According to the forum thread on New York City yarn shops below, on which days is Smileys open?

• [SUPPLIED PASSAGE]
* * *

# Yarn shop in New York City



## Sagarika (Jul 17, 2012)

Which is a good yarn shop in New York City ( manhattan) to buy good

Needles and yarn?


----------



## Sapphires-n-Purls (Oct 16, 2013)

I know Purl Soho is in NY - I have been dying to go there, I hear it is nice, but a bit pricy.


----------



## threadbears (May 10, 2013)

Sapphires-n-Purls said:


> I know Purl Soho is in NY - I have been dying to go there, I hear it is nice, but a bit pricy.


This was my thought, exactly! You can even see what they have before going into the shop to buy: http://www.purlsoho.com/purl


----------



## LEE1313 (Jan 25, 2011)

I do think Lion Brand is in NYC.
34 West 15th Street


----------



## gloxsk8 (Aug 12, 2011)

I like Knitty City and The Yarn Company. They are both on the upper West side.


----------



## lenorehf (Apr 2, 2011)

Gone are the days of Bell Yarn a HUGE store on Essex & Delancy on the lower east side. Anyone remember that one?


----------



## tikva (Nov 30, 2011)

Annie and co at Madison av. And knitty city on the upper west side


----------



## gloxsk8 (Aug 12, 2011)

Ah yes,I remember it well.


----------



## Carol0621 (Aug 30, 2013)

I was at Knitty City a couple weeks ago. Lots and lots or yarn. Nice helpful people too. (Upper 70s near Broadway). 
Carol


----------



## knitwitty (Feb 6, 2013)

I think LionBrand is in the city. Also check the date Smiley's is open, they are great!


----------



## julietremain (Jul 8, 2011)

PurlSoho is a piece of heaven......not to be missed...but do go to their website and look at the free patterns and get an idea what you want...they have fabulous quality yarn at very fair prices.....can you tell I'm one of their biggest fans.....
julie


----------



## knit-faced (Feb 24, 2013)

Lion Brand has weird hours.... if you use Ravelry, they have a search option by zip code ... or google yarn shop. I made it to a few in the fashion district because that is where we were staying, and could easily walk. KNITTY CITY was my preferred, based on Ravelers, but could not make it there coordinated with agenda... a friend tells me that Purl Soho is actually small, considering 'what' they are...(and yes, pricey). Have fun!!!


----------



## Nana1393 (May 20, 2013)

Smileys is opened Friday and Saturday. They are located in Woodside Queens. They have wonderful prices / bargains.Going their is almost like going to a yarn supermarket 
They also do a lot of on-line purchases. Check it out.


----------



## Luckypetmom (Apr 12, 2013)

check out the nyc yarn crawl website. the crawl is over but it does give links to the shops that participated. Purl is nice but can be very expensive. I like Knitty City (near the Natural History Museum). Knitty City's Pearl is very knowledgeable and she has good selection of yarn at different prices.

* * *

Image point annotation entries
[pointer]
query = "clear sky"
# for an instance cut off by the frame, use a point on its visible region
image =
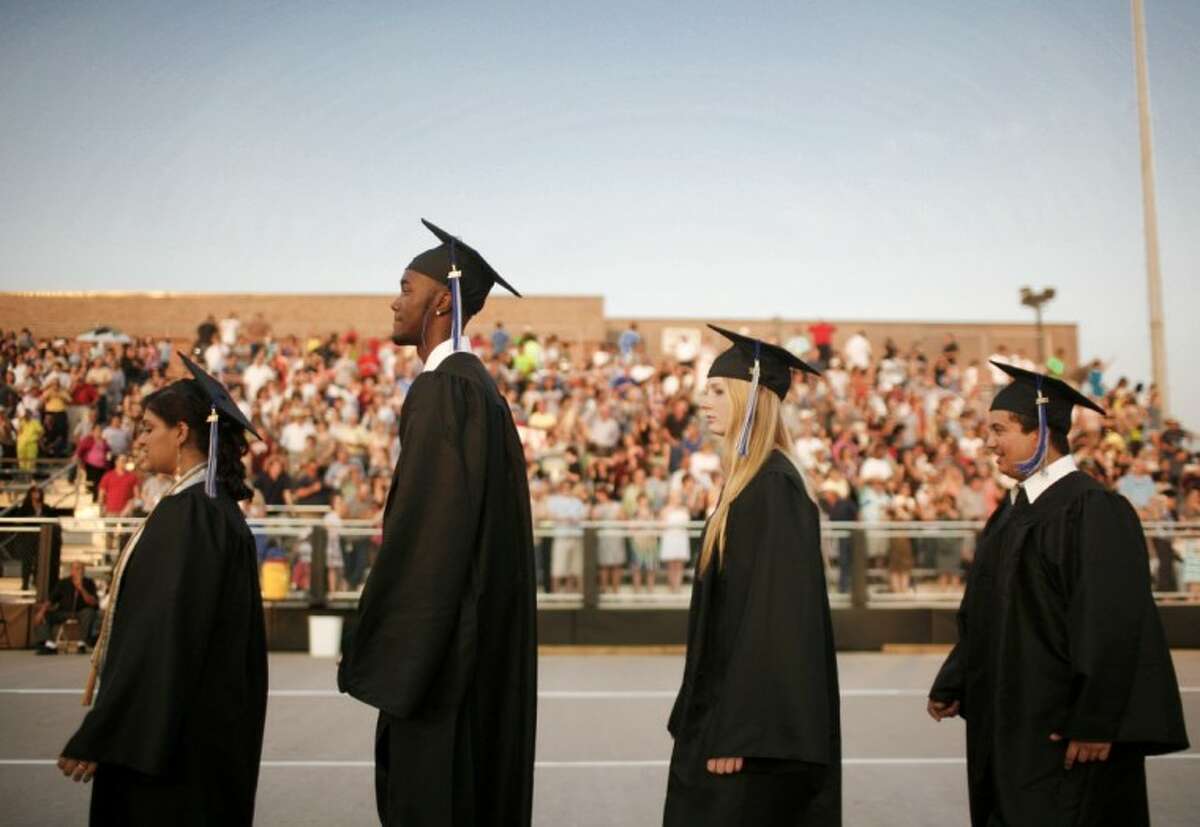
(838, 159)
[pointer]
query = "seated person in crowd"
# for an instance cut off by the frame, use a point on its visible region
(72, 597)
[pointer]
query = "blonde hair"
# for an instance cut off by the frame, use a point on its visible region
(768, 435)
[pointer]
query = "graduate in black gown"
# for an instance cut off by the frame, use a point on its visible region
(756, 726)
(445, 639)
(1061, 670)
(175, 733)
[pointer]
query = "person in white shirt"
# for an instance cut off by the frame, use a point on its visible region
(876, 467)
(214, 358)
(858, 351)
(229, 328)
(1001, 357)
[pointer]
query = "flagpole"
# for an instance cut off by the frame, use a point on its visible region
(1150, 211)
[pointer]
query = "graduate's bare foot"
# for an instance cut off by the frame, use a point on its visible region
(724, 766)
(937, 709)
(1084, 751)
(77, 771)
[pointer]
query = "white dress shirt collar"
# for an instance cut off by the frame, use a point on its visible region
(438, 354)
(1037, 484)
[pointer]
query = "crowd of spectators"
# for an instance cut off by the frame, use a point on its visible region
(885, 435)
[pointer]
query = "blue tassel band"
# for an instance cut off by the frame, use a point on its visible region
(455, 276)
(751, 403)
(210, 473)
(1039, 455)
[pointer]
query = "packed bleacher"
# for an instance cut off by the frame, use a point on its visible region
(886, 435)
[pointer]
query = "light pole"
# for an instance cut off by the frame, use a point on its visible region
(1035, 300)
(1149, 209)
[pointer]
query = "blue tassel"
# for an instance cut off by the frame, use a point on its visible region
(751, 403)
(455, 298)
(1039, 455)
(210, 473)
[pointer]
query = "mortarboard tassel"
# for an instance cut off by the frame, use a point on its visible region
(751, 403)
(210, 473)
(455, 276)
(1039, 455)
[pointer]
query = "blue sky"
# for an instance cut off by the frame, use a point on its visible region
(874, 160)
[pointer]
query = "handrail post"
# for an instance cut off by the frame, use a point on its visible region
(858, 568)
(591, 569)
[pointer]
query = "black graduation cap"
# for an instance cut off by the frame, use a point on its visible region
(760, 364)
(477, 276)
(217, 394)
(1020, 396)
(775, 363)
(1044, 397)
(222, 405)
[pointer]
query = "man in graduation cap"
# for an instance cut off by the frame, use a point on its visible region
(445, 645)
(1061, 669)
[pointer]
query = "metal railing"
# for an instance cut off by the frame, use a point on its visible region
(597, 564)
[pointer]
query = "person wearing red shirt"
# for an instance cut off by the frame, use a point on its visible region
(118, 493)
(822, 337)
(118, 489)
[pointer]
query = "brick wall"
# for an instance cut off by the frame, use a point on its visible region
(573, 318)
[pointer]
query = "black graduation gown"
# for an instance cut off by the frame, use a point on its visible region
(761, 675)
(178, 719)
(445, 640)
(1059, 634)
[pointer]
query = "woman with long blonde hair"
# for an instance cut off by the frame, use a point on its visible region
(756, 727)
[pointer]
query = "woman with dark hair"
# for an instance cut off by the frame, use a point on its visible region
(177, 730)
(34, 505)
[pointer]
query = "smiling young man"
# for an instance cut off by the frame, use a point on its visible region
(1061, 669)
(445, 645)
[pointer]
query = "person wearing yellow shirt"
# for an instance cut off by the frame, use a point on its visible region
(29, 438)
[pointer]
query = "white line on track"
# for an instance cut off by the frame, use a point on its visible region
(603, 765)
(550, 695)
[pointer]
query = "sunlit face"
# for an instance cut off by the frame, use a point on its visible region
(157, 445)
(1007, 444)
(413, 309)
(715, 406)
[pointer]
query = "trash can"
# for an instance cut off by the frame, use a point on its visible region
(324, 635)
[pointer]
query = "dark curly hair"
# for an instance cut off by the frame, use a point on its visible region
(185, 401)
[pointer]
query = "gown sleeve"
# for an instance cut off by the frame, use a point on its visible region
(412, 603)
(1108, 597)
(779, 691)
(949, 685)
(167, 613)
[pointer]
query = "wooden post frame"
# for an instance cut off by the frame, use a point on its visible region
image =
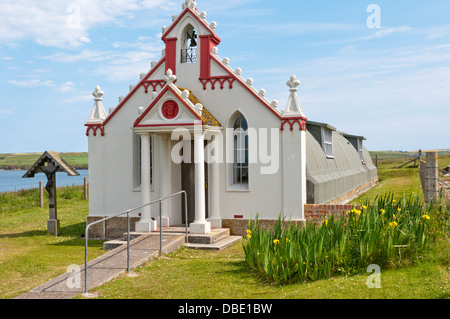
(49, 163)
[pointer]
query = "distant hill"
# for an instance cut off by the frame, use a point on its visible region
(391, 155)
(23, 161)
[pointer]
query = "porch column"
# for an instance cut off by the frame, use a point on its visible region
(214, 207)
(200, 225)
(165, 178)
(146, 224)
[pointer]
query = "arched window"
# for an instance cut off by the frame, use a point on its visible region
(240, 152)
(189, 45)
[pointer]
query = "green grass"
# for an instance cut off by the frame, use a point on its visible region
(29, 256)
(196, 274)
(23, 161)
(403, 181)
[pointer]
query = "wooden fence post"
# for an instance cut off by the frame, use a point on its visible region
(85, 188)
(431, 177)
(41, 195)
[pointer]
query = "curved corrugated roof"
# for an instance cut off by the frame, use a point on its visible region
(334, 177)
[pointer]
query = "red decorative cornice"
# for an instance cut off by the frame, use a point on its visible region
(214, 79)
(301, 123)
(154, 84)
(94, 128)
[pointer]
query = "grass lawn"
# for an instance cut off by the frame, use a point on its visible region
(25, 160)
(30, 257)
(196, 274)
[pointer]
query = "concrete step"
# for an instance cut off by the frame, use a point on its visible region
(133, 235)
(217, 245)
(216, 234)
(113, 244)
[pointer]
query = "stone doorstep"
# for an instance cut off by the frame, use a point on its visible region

* * *

• [RESULT FOR THIS EXERCISE] Friday and Saturday.